Required action 1 — Please list every kind of award named in the company overview whose beneficiaries Structured Settlement Investments, L.P. buys structured settlements from.
Required action 2 — Write the next part of the company overview, picking up after its final sentence.

(Quoted passage begins)

1. Nature of Business and Operations

The Company

On January 25, 2011, the Company changed its name to Mango Capital, Inc.  In conjunction with the name change, the Company changed its stock symbol to MCAP effective February 16, 2011.

We recently completed the acquisition of Structured Settlement Investments, L.P. (“SSI”), a Delaware limited partnership, that originates, purchases and resells structured settlements from beneficiaries of insurance, litigation and lottery awards.  The partnership recently re-branded itself using the d/b/a of Aspyre Settlement Funding.  Aspyre Settlement Funding, Inc. (“Aspyre”) was incorporated in the State of Pennsylvania effective January 25, 2011 and has assumed the operations of SSI and SSI will be dissolved.

The structured settlement investment business provides liquidity to beneficiaries in the form of cash purchases of future payments to which the sellers are entitled as successful plaintiffs in personal injury, medical malpractice or other litigations.  Structured settlements refer to a contract between a plaintiff and defendant whereby the plaintiff agrees to settle a lawsuit (usually a personal injury, product liability or medical malpractice claim) in exchange for periodic payments over time.  A defendant’s payment obligation with respect to a structured settlement is usually assumed by a casualty insurance company.  This payment obligation is then satisfied by the casualty insurer through the purchase of an annuity from an insurance company which provides a high credit quality stream of payments to the plaintiff.

Although, we are evaluating alternate applications for our intellectual property, our technology business currently generates no revenue and is not the main focus of management and as such, management has deemed it unnecessary to report on this business segment until something materially changes.

The accompanying unaudited condensed consolidated financial statements have been prepared on the same basis as the annual financial statements. In the opinion of management, all significant adjustments, which are normal, recurring in nature and necessary for a fair presentation of the financial position, cash flows and results of the operations of the Company, have been consistently recorded. The operating results for the interim periods presented are not necessarily indicative of expected performance for the entire year.

(Quoted passage ends)
(Record extracts begins)

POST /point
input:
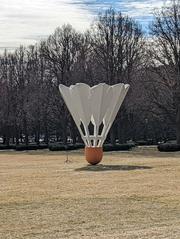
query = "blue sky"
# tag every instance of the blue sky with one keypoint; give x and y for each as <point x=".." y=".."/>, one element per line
<point x="27" y="21"/>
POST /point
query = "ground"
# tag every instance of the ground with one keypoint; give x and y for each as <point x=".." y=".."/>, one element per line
<point x="131" y="195"/>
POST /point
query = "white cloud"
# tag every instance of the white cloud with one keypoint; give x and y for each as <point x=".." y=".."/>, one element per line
<point x="26" y="21"/>
<point x="143" y="8"/>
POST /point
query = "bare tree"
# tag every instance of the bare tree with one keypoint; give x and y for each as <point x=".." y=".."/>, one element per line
<point x="166" y="52"/>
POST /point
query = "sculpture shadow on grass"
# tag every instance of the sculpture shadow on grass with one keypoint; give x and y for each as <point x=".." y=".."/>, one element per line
<point x="102" y="167"/>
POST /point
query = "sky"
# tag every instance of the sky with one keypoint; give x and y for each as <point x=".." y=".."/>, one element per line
<point x="25" y="22"/>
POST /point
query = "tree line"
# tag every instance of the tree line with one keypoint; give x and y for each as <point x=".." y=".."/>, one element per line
<point x="115" y="49"/>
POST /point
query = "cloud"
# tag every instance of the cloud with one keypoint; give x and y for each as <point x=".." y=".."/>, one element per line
<point x="27" y="21"/>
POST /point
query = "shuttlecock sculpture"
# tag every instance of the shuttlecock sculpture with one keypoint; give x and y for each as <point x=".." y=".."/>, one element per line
<point x="94" y="110"/>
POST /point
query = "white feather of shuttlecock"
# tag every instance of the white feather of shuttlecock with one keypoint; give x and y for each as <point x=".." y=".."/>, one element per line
<point x="94" y="108"/>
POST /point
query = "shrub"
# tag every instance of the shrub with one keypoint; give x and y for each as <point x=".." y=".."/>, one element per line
<point x="168" y="147"/>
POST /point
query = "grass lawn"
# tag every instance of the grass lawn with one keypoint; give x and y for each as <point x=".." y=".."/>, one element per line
<point x="130" y="195"/>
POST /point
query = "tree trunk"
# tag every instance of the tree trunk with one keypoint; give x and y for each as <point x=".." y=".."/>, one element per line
<point x="112" y="135"/>
<point x="178" y="124"/>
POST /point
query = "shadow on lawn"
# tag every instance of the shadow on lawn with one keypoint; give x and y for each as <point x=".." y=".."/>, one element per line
<point x="101" y="167"/>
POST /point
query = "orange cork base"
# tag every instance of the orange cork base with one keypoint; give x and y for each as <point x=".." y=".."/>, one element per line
<point x="93" y="154"/>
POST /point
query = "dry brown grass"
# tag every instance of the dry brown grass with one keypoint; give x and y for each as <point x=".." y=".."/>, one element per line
<point x="132" y="195"/>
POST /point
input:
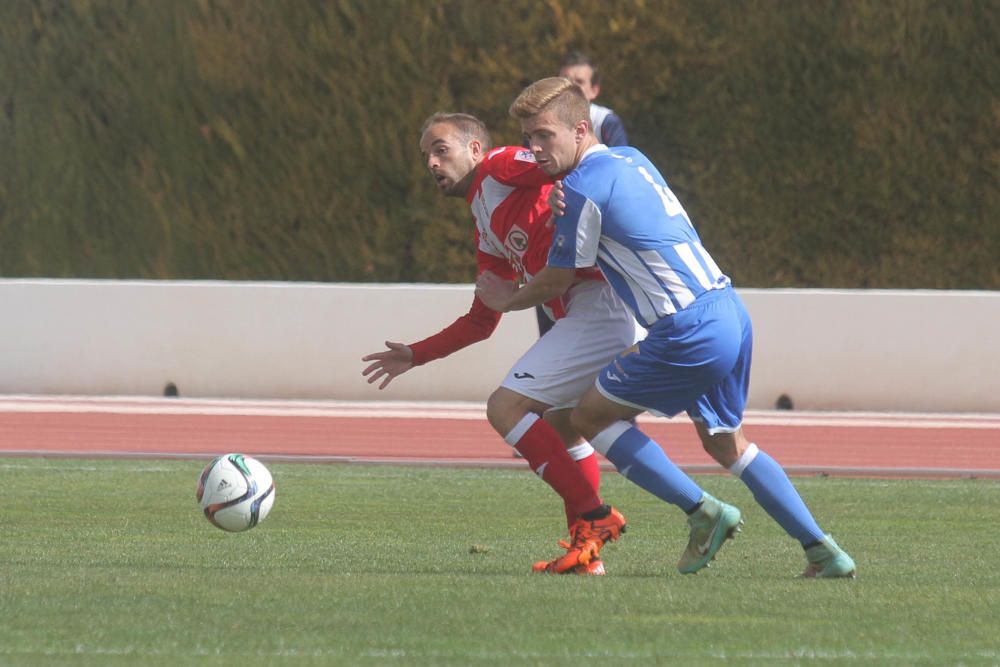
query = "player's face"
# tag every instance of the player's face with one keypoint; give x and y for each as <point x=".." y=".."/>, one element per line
<point x="557" y="146"/>
<point x="451" y="161"/>
<point x="582" y="75"/>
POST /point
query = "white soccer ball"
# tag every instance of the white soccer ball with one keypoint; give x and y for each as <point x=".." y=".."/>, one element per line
<point x="236" y="492"/>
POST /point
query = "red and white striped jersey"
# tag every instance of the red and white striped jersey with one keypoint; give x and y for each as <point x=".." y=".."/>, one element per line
<point x="508" y="202"/>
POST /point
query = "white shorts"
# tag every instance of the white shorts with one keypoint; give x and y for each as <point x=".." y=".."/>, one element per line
<point x="561" y="366"/>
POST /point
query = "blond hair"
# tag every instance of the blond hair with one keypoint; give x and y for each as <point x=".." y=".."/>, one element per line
<point x="469" y="127"/>
<point x="556" y="94"/>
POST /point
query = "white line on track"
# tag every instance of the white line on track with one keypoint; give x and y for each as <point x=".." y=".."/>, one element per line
<point x="447" y="410"/>
<point x="695" y="469"/>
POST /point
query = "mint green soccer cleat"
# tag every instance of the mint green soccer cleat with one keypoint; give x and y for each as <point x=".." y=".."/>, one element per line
<point x="713" y="524"/>
<point x="828" y="561"/>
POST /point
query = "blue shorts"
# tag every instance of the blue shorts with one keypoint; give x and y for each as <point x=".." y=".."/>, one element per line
<point x="696" y="360"/>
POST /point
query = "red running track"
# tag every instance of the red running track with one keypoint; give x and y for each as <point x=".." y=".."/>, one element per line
<point x="857" y="444"/>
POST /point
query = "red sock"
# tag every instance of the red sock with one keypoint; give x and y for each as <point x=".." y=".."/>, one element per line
<point x="543" y="449"/>
<point x="591" y="469"/>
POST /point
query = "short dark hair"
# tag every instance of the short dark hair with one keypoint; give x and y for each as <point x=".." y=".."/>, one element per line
<point x="574" y="58"/>
<point x="467" y="125"/>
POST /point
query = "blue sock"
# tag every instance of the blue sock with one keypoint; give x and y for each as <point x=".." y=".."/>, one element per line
<point x="777" y="495"/>
<point x="642" y="462"/>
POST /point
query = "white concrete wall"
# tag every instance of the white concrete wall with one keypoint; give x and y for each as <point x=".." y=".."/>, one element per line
<point x="827" y="349"/>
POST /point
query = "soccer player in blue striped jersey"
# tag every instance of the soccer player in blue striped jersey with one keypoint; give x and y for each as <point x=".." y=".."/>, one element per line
<point x="620" y="214"/>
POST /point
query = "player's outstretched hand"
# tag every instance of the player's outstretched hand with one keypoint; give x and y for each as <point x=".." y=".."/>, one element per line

(Record extracts ends)

Reply 1 — Insurance, litigation, lottery

Reply 2 —
The unaudited information should be read in conjunction with the audited financial statements of the Company and the notes thereto for the year ended December 31, 2010 included in the Company’s Annual Report on Form 10-K filed with the Securities and Exchange Commission.

As shown in the unaudited condensed consolidated financial statements, during the three months ended March 31, 2011 and 2010, the Company incurred net losses of $296,188 and $18,563, respectively. Cash used in operations during the three months ended March 31, 2011 and 2010 was $290,831 and $66,418, respectively. These factors, among others, raise significant doubt about the Company’s ability to continue as a going concern. The unaudited condensed consolidated financial statements do not include any adjustments relating to the recoverability and classification of assets or the amounts and classification of liabilities that might be necessary should the Company be unable to continue as a going concern. The Company’s continuation as a going concern is dependent upon its ability to generate sufficient cash flow to meet its obligations on a timely basis and ultimately attain profitability.
 
 
6

 

MANGO CAPITAL, INC. AND SUBSIDIARIES
NOTES TO UNAUDITED CONDENSED CONSOLIDATED FINANCIAL STATEMENTS

2. Summary of Significant Accounting Policies

Principles of Consolidation - The unaudited condensed consolidated financial statements include the accounts of the Company and its wholly-owned subsidiaries after the elimination of all significant intercompany balances.  The portion of net loss attributable to noncontrolling interests is presented as net loss applicable to noncontrolling interests on the unaudited condensed consolidated statements of operations, and the noncontrolling interest portion of SSI is presented as noncontrolling interest in the unaudited condensed consolidated balance sheets.  As of March 31, 2011, there is no longer a noncontrolling interest due to the incorporation of Aspyre Settlement Funding, Inc., effective January 25, 2011.

Goodwill - Goodwill and other intangibles with indefinite useful lives that are not subject to amortization are tested for impairment in the fourth quarter of each fiscal year, or more frequently whenever events or changes in circumstances indicate that impairment may have occurred.  Possible indicators of impairment include, but are not limited to sustained operating losses or poor operating performance trends, a significant decline in our expected future cash flows for a reporting unit, a decrease in our market capitalization below our book value for a sustained period of time, significant impairment of long-lived assets, or an expectation that a reporting unit will be disposed of or sold.  When indicated, we perform an evaluation to determine if impairment has occurred.  If impairment is identified, we measure and record the amount of the impairment loss.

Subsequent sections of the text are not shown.